### Direction A
Answer the following questions about the Good Friday text:
(i) In which museum is the ancient statue that Rilke wrote about?
(ii) To what object does the poet compare the statue?
(iii) Which qualities does the second paragraph list as belonging to Apollo?

* Start Extract *

Good Friday, 2010

 Just over a hundred years ago, the Austrian poet Rainer Maria Rilke devoted a sonnet to an ancient  statue in the Louvre. It was a torso - nothing more. It was a torso of Apollo. The poet, ostensibly a living flesh and blood man, is standing in front of this broken stone statue. And yet, headless and truncated though it is, this statue seems more luminous than he. He compares it to a candelabrum. It is “suffused with brilliance from inside”; it gleams, it smiles, it glistens; it even bursts like a star upon the poet. And he ends, addressing himself: “... here there is no place / that does not see you. You must change your life... denn da ist keine Stelle, / die dich nicht sieht. Du musst dein Leben aendern.” [Repeat].
 In Apollo, more than any other god, was embodied all the grace of ancient Greece. He was its epitome: order, justice, beauty, healing, music, all were his. Such a figure, such a force that even a torso, more than 2000 years after its carving, could look at a poet and change him. Today, with the altar stripped, saints veiled, the words of Isaiah and Hebrews and John resounding, we are before our Apollo, the true Apollo, the epitome of God’s grace, broken on the cross. Today, not in a museum, but in a Liturgy alive with the Spirit, there is a corpus, a body, before our eyes, “suffused with brilliance from inside”. Today, Good Friday, here, before the Crucified, “there is no place that does not see [us]”.

* End Extract *
* Start Records *

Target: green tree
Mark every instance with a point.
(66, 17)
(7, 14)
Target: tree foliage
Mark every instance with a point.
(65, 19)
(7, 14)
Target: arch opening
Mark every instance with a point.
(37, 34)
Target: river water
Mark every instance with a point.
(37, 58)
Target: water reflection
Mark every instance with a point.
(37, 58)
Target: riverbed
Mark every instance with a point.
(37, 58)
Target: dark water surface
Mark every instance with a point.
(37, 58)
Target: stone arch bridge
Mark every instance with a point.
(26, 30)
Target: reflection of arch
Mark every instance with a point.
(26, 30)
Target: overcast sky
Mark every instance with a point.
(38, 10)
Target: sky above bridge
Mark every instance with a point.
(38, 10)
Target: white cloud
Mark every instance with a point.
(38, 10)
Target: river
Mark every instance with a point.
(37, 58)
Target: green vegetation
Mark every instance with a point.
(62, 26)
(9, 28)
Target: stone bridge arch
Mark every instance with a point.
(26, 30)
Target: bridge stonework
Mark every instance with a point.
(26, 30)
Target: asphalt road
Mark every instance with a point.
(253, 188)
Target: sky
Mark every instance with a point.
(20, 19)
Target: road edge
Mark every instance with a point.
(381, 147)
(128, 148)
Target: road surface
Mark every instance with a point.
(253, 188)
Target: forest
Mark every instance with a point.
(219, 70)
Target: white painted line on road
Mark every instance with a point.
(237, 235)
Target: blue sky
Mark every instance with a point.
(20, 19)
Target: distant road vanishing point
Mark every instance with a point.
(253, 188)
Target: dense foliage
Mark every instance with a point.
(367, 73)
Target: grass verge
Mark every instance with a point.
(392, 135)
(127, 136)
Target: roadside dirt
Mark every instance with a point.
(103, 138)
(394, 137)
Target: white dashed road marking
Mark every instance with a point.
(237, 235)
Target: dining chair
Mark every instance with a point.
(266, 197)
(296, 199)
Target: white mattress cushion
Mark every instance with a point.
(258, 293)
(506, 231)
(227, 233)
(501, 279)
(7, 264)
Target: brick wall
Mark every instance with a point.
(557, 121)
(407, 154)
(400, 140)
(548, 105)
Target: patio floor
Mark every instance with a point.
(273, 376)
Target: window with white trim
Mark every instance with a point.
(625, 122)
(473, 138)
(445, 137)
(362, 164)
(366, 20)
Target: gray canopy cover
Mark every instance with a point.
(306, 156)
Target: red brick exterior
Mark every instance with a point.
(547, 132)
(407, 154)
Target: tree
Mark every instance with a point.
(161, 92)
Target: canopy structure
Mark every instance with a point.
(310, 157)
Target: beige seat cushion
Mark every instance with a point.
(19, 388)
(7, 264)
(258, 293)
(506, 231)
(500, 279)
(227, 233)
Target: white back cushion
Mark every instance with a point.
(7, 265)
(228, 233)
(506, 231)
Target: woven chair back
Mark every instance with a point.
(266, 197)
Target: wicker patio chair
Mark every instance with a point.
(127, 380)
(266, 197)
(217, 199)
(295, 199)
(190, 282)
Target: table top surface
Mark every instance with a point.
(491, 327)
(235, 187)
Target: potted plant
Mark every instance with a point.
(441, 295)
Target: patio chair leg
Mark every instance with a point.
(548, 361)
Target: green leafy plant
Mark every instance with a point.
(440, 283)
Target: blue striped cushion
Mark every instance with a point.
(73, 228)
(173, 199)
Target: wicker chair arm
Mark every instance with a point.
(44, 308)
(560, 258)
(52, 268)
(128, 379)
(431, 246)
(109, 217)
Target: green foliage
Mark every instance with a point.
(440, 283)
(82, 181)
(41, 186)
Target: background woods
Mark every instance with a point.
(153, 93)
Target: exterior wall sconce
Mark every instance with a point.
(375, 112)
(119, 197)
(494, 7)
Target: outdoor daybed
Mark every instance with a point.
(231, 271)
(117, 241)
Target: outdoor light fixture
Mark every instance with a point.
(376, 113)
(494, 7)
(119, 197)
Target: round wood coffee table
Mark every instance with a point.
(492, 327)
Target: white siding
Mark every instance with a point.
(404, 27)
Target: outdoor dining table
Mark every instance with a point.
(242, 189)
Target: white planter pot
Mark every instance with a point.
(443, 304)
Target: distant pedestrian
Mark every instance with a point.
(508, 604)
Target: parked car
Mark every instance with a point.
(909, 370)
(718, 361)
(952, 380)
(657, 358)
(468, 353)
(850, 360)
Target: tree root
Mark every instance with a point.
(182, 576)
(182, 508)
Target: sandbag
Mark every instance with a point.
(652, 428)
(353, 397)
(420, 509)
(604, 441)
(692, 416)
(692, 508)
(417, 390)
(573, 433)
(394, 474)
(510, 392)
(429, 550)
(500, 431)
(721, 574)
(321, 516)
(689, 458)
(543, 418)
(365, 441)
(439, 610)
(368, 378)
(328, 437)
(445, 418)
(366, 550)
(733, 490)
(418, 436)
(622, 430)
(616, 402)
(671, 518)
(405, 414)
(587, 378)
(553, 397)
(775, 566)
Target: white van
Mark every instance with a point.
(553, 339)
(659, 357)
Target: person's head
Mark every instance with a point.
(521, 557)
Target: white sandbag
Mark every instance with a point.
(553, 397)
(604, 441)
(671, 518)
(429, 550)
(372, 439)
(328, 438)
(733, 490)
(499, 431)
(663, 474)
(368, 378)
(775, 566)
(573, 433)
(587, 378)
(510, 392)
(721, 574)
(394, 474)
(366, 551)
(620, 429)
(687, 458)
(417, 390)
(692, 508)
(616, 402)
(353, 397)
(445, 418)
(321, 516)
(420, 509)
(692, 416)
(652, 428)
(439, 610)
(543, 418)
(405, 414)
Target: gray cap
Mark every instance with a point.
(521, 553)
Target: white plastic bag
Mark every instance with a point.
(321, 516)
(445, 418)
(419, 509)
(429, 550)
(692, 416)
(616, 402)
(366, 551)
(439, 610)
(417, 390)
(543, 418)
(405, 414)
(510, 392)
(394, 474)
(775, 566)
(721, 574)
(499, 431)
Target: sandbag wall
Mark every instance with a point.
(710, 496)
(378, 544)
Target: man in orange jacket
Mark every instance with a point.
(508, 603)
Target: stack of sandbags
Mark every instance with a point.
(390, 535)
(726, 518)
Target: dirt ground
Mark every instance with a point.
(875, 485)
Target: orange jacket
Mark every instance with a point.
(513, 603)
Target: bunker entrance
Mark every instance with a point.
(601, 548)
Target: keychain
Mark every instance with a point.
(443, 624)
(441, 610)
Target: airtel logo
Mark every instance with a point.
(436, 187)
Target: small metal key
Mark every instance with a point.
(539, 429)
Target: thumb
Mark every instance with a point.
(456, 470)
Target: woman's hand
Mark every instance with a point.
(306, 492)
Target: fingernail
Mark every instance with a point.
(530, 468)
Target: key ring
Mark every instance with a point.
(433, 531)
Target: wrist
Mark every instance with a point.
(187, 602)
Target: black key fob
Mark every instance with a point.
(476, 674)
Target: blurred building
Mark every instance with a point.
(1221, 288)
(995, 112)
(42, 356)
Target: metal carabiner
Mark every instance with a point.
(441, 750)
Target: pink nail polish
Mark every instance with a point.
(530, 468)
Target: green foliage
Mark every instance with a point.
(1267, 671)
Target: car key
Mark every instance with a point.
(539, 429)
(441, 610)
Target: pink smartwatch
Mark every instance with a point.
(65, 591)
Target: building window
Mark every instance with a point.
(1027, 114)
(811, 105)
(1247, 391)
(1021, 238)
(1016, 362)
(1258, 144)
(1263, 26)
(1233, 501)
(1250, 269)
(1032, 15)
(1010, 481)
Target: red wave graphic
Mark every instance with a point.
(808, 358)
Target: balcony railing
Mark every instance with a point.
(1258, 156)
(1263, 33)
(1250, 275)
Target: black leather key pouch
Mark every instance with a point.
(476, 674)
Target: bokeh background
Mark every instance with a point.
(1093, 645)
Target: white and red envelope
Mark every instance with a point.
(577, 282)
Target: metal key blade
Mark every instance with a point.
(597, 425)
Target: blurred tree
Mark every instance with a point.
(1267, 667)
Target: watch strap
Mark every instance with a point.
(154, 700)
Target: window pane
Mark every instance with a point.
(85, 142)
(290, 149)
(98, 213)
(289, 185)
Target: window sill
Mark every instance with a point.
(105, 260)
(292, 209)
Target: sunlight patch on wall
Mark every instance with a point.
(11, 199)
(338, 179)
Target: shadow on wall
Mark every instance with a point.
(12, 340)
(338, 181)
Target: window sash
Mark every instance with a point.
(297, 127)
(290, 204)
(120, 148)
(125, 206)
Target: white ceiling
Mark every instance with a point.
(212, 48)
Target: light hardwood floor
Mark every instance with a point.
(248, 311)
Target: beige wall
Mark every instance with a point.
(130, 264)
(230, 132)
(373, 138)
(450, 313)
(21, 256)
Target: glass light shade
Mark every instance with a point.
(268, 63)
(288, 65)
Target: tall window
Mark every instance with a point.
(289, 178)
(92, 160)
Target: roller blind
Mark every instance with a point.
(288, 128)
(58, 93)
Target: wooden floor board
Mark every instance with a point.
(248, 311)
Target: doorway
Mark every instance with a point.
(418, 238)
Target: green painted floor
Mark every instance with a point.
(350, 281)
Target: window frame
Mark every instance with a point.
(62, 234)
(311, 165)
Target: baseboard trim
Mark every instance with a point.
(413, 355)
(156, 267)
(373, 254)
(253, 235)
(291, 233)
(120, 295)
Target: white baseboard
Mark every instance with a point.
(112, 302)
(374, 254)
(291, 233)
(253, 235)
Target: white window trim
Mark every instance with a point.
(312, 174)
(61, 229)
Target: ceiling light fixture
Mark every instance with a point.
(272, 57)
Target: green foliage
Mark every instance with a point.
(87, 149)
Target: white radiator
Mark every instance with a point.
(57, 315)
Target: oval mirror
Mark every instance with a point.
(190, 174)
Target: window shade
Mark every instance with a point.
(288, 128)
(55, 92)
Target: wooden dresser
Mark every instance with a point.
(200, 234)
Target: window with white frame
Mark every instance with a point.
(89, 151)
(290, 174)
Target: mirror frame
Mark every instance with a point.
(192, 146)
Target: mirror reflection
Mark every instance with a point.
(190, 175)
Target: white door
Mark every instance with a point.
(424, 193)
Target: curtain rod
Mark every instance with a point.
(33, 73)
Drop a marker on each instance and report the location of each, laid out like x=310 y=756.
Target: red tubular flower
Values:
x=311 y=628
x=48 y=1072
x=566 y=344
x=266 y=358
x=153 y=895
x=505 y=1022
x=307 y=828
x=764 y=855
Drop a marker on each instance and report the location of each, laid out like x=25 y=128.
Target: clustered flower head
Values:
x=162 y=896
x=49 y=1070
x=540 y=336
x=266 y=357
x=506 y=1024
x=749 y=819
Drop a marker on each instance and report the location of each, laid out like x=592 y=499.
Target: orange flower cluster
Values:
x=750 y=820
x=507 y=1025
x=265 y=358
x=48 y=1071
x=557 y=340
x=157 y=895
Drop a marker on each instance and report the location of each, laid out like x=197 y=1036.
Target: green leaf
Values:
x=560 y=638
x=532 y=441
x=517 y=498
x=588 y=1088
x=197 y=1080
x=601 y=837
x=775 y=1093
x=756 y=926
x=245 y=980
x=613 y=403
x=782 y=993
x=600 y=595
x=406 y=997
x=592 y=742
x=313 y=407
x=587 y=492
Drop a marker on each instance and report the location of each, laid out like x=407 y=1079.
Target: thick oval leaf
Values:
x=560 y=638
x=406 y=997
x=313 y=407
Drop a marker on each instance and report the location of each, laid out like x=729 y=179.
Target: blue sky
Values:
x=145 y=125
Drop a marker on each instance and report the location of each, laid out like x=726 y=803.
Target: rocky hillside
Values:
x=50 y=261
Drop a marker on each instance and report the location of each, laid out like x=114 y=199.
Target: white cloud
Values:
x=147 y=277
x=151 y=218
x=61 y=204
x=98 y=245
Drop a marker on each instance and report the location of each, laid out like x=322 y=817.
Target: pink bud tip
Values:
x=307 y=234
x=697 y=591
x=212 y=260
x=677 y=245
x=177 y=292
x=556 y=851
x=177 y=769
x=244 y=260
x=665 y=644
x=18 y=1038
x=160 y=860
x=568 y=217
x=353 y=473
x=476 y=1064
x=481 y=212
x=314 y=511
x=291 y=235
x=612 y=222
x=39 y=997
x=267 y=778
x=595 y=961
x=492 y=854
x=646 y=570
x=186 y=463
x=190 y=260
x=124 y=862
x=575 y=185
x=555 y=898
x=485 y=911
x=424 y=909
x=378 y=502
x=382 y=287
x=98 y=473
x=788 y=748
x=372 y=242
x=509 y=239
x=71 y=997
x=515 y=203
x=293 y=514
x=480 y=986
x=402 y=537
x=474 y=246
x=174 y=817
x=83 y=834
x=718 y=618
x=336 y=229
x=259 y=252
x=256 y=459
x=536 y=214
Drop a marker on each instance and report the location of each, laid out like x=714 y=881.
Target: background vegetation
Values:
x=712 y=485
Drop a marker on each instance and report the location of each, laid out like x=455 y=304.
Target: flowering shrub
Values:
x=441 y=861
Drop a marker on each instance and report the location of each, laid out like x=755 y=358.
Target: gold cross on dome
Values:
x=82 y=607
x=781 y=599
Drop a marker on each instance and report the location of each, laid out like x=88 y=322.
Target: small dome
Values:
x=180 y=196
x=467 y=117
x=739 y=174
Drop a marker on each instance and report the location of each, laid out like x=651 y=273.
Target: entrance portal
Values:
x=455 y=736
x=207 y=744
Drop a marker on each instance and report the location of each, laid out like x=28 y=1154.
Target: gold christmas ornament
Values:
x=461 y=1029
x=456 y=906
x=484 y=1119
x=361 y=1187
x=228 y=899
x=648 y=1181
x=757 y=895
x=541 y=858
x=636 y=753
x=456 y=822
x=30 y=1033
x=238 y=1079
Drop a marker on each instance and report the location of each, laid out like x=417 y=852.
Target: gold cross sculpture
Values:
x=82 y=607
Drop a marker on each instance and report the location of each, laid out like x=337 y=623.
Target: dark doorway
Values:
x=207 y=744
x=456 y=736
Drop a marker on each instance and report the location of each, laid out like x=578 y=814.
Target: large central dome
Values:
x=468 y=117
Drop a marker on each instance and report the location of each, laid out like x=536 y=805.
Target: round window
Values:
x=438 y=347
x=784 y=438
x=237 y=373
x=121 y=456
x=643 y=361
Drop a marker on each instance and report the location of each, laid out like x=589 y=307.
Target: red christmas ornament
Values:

* End Records *

### Direction B
Duplicate the rows exactly, starting at the row that contains "like x=536 y=805." and ending at the last row of the records, both included.

### Right answer A
(i) The Louvre.
(ii) A candelabrum.
(iii) Order, justice, beauty, healing and music.

### Right answer B
Drop a marker on each instance and report the location of each, laid out like x=536 y=805.
Target: round window
Values:
x=438 y=347
x=784 y=438
x=237 y=373
x=121 y=456
x=643 y=361
Drop a marker on each instance and report the location of each, laid out like x=589 y=307.
Target: red christmas ornament
Values:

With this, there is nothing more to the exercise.